SET EXERCISE - Update the rows below by changing "with a marker" to "with a pin" wherever it appears, leaving everything else as it is. Don't include the pictures in your answer.
......
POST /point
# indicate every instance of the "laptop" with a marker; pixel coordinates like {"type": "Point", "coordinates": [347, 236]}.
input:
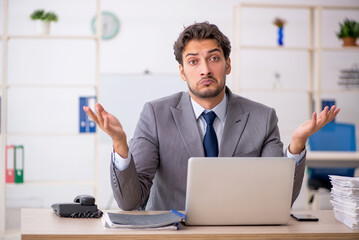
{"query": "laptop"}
{"type": "Point", "coordinates": [239, 191]}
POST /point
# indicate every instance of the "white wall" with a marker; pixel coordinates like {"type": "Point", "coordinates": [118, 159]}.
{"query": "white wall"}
{"type": "Point", "coordinates": [148, 29]}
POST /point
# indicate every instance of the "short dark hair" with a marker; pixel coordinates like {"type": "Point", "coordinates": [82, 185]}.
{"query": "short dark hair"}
{"type": "Point", "coordinates": [201, 31]}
......
EXERCISE OUTPUT -
POST /point
# indicate every instance of the "laptop" with a pin; pixel coordinates like {"type": "Point", "coordinates": [347, 236]}.
input:
{"query": "laptop"}
{"type": "Point", "coordinates": [239, 191]}
POST /point
# indicate every instance of the "white wall" with a pin; pixel coordinates like {"type": "Point", "coordinates": [118, 159]}.
{"query": "white wall"}
{"type": "Point", "coordinates": [148, 29]}
POST /point
# indicate every instance of the "short dark hair" with a pin; pixel coordinates like {"type": "Point", "coordinates": [82, 185]}.
{"query": "short dark hair"}
{"type": "Point", "coordinates": [201, 31]}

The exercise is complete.